--- START OF Data to use ---
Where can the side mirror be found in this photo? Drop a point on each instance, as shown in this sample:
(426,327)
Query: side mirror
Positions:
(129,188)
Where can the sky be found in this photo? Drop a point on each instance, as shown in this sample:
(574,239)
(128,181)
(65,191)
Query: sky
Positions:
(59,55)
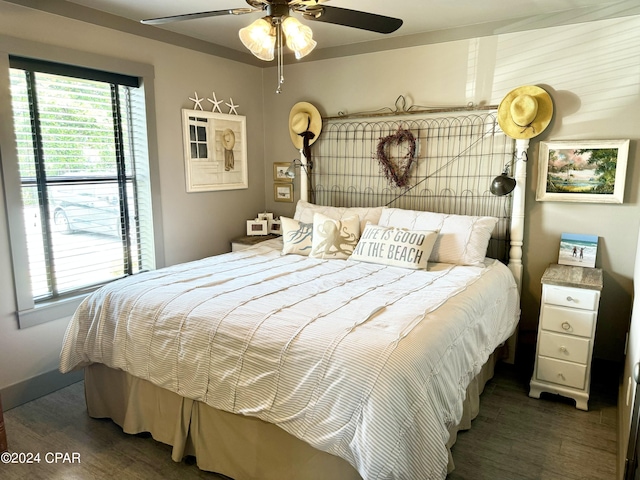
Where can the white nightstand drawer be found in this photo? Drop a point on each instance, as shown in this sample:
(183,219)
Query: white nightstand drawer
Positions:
(560,372)
(568,320)
(571,297)
(564,347)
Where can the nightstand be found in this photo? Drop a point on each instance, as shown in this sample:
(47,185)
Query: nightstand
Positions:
(241,243)
(566,332)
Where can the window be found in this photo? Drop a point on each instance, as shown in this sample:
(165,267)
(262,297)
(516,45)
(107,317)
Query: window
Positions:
(84,177)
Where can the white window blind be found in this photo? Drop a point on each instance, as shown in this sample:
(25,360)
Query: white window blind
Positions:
(81,141)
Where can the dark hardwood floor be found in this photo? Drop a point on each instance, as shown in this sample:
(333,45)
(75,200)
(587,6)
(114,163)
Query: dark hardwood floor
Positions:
(514,437)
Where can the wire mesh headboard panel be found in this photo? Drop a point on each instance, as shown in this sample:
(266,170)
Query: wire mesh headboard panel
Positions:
(457,156)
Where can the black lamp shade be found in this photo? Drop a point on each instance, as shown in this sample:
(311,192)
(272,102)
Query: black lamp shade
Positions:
(502,185)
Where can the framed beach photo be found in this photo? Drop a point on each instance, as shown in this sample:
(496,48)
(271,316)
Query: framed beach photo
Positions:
(582,171)
(578,249)
(283,192)
(280,172)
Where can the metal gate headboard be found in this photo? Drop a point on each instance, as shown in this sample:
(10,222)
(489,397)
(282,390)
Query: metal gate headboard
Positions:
(458,155)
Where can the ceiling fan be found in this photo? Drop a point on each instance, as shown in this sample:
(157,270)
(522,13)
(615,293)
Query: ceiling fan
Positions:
(264,37)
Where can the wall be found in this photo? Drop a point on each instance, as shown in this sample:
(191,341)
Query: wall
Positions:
(592,72)
(194,225)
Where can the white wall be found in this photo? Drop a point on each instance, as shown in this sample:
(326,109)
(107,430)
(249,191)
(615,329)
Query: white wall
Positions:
(196,224)
(592,72)
(628,385)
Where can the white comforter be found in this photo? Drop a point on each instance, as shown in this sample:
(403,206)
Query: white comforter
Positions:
(366,362)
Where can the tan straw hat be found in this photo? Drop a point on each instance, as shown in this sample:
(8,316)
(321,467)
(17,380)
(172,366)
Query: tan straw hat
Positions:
(228,139)
(304,117)
(525,112)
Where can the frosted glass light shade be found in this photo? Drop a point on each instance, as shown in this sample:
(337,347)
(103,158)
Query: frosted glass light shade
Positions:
(299,37)
(259,38)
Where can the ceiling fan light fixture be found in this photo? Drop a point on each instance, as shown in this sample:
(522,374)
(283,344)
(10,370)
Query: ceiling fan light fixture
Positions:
(259,38)
(299,37)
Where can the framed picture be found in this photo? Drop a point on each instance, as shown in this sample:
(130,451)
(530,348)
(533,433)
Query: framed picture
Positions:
(582,171)
(578,249)
(280,172)
(257,227)
(276,227)
(283,192)
(215,151)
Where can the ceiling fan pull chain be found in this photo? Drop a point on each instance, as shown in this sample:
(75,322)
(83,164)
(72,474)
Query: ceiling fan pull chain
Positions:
(280,58)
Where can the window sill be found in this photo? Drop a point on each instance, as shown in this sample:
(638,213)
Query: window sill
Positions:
(48,311)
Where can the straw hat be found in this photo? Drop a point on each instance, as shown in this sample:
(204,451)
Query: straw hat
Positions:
(525,112)
(228,139)
(304,117)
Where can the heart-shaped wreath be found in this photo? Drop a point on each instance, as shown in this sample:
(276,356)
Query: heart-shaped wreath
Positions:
(397,173)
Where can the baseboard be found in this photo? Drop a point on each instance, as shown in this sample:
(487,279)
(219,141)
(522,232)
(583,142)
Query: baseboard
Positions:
(36,387)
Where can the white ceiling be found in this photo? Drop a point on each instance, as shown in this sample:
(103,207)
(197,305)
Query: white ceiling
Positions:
(419,16)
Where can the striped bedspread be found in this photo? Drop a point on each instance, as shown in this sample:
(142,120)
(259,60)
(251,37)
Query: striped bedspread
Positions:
(363,361)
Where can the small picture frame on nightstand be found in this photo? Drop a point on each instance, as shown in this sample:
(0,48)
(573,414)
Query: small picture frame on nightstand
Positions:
(257,227)
(283,192)
(578,249)
(275,228)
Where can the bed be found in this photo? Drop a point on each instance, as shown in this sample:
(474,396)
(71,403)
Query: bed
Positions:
(269,363)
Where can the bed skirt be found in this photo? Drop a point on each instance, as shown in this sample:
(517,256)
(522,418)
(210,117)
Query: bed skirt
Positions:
(240,447)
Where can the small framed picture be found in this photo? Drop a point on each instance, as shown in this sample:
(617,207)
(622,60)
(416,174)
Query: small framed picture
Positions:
(280,172)
(582,171)
(268,216)
(578,249)
(257,227)
(276,227)
(283,192)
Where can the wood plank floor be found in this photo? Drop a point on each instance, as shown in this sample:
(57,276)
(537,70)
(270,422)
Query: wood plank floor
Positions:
(514,437)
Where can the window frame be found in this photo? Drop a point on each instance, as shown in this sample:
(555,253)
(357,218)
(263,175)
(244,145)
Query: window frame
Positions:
(29,313)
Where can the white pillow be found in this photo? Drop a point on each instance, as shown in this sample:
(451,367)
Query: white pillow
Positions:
(334,238)
(397,247)
(462,239)
(296,236)
(305,212)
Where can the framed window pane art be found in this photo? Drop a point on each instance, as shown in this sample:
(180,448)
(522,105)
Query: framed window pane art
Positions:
(215,151)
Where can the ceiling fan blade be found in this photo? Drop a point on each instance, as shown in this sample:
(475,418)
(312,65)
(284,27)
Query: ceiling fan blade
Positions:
(192,16)
(355,19)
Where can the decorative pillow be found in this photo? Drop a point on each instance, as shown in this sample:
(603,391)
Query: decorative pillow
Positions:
(397,247)
(296,236)
(305,212)
(462,239)
(334,238)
--- END OF Data to use ---
Problem requirements: Reproduce the data above in full, exactly as it is, with the pictures left out.

Output:
Where can the side mirror be found in this photo? Drop a point on each instance, as shown in this sample:
(426,327)
Query: side mirror
Positions:
(129,188)
Where can the sky be found in this photo? Drop a point on each instance, as shown in this sample:
(574,239)
(128,181)
(65,191)
Query: sky
Positions:
(59,55)
Where can the white nightstand drawer be found in this photo? Drop a point on each instance, as shown in this sample:
(183,219)
Query: white nightstand drawer
Positions:
(560,372)
(568,320)
(571,297)
(564,347)
Where can the nightstand be found in this photo? Drop a point on each instance, as shown in this sample:
(47,185)
Query: nightstand
Positions:
(241,243)
(566,332)
Where can the window be found in this photo? Drop a point on each instance, as shown in this sample:
(165,267)
(262,297)
(516,45)
(107,317)
Query: window
Positions:
(84,177)
Where can the white window blind be found in this photo? Drop a point on each instance, as shown in this sample:
(25,360)
Query: white window blind
Positions:
(81,141)
Where can the dark hardwood floor be found in this photo? Drop a point on each instance, as shown in this sample:
(333,45)
(75,200)
(587,6)
(114,163)
Query: dark hardwood floor
Positions:
(514,437)
Where can the wire mesh headboard panel be found in this photo? Drop a point on each instance, as shown in this sample:
(266,170)
Query: wire mesh headboard panel
Positions:
(457,156)
Where can the black lamp shade be found in this photo? Drop a point on each instance, as shown in this sample:
(311,192)
(272,102)
Query: black lamp shade
Positions:
(502,185)
Where can the framed beach photo be found in this photo? Drop a point on each instance, as shown in this sample:
(496,48)
(271,316)
Query: framed beach photo
Positions:
(582,171)
(578,249)
(283,192)
(280,172)
Where can the metal gate headboard be found in this photo? Drop a point on each instance, as shown in this sample:
(10,222)
(489,397)
(282,390)
Query: metal gate headboard
Positions:
(458,155)
Where can the ceiling fan be found in this photo? Drop a point on each instance, as shown in this sample:
(157,270)
(522,13)
(615,293)
Query: ceiling fan
Positions:
(264,37)
Where can the wall be found in this photo? Drop a point on each instance, as shown in this sample:
(191,341)
Query: wall
Positions:
(592,72)
(194,225)
Where can the white wall be found in this photo? Drop a point on each instance, as shown in this sample:
(326,109)
(107,430)
(249,191)
(615,329)
Query: white wall
Positions:
(196,224)
(592,72)
(628,385)
Where can the white comforter be found in this photo? Drop a point on each instance, as shown in this sample:
(403,206)
Query: white comforter
Positions:
(366,362)
Where can the tan straw hat be found in this photo? Drop a point on each instance, as shown in this sample:
(8,316)
(321,467)
(17,380)
(172,366)
Query: tan straw hat
Positions:
(228,139)
(304,117)
(525,112)
Where can the frosted glass light shade be found in this photo? Drop a point on each instance, as shown in this sample:
(337,347)
(103,158)
Query: frosted glass light shade
Positions:
(299,37)
(259,38)
Where can the ceiling fan light fixture be found in this photo? Drop a point on each instance, as shown in this sample:
(522,374)
(283,344)
(10,370)
Query: ceiling fan light fixture
Positions:
(259,38)
(299,37)
Where can the framed picture be found in this photo? Drop a point on each instance, as shown in this sample:
(130,451)
(530,348)
(533,433)
Query: framed picture
Positions:
(582,171)
(578,249)
(280,172)
(257,227)
(276,227)
(283,192)
(215,151)
Where can the ceiling fan pull chain be found in this photo? Drop a point on each instance, as shown in this sample:
(75,322)
(83,164)
(72,474)
Query: ceiling fan pull chain
Positions:
(280,58)
Where can the window sill be found in this photo? Drop a point on each instance, as shown in this sample:
(638,213)
Query: window sill
Positions:
(48,311)
Where can the straw hat be found in this photo? Drop a point on each instance, as shown in this sample:
(204,451)
Query: straw hat
Positions:
(525,112)
(228,139)
(304,117)
Where can the heart-shaped wreath be found in this photo? Drop a point on each instance, as shown in this sample:
(276,356)
Query: heart-shaped wreath
Positions:
(397,173)
Where can the baseboard be found in this photo? Drop a point on each instance, as shown in this sample:
(487,279)
(219,141)
(522,232)
(583,142)
Query: baseboard
Positions:
(36,387)
Where can the white ceiling be found in this photo? Drop a point on each instance, as shown in this sample:
(103,207)
(197,305)
Query: white ceiling
Positions:
(419,16)
Where can the striped bedspread be found in this photo? Drop a point on each instance, as shown in this sample:
(142,120)
(259,60)
(251,37)
Query: striped bedspread
Positions:
(363,361)
Where can the small picture frame on nightstand be found in this photo? Drop a point on each instance, as shown in this sample:
(0,48)
(573,414)
Query: small picture frame on nightstand
Positions:
(257,227)
(283,192)
(578,249)
(275,228)
Where can the bed be found in this photo? Drop a point on each instance, as shown in this sample:
(474,396)
(71,403)
Query: bed
Positions:
(269,363)
Where can the bed skirt be found in this photo? Drop a point on each instance, as shown in this sample:
(517,256)
(522,418)
(210,117)
Query: bed skirt
Positions:
(240,447)
Where can the small framed picture be found in this photo? Drop a point on each instance, as shown in this sample:
(617,207)
(622,60)
(416,174)
Query: small framed picture
Positions:
(280,172)
(582,171)
(268,216)
(578,249)
(257,227)
(276,227)
(283,192)
Where can the wood plank floor be found in this photo? Drop a point on each instance, as shown in this sample:
(57,276)
(537,70)
(270,422)
Query: wood plank floor
Positions:
(514,437)
Where can the window frame be found in this photo? Drop a point on each instance, as shown in this sample:
(555,253)
(357,218)
(263,175)
(244,145)
Query: window frame
Positions:
(29,313)
Where can the white pillow be found in this photo? Drop a point on each instance, as shown in this sample:
(451,367)
Query: white pillow
Positions:
(334,238)
(397,247)
(462,239)
(296,236)
(305,212)
Where can the framed window pane art be found in this photo? Drop a point on each instance, as shown in this sample:
(180,448)
(522,105)
Query: framed window pane art
Positions:
(215,151)
Where can the ceiling fan blade be found in this photo? Drop a point on each instance, as shown in this sample:
(475,418)
(312,65)
(284,27)
Query: ceiling fan blade
Positions:
(192,16)
(355,19)
Where can the decorative pillow be found in this photo? Drop a point on each instance, as shown in this sample:
(603,391)
Query: decorative pillow
Positions:
(397,247)
(296,236)
(305,212)
(462,239)
(334,238)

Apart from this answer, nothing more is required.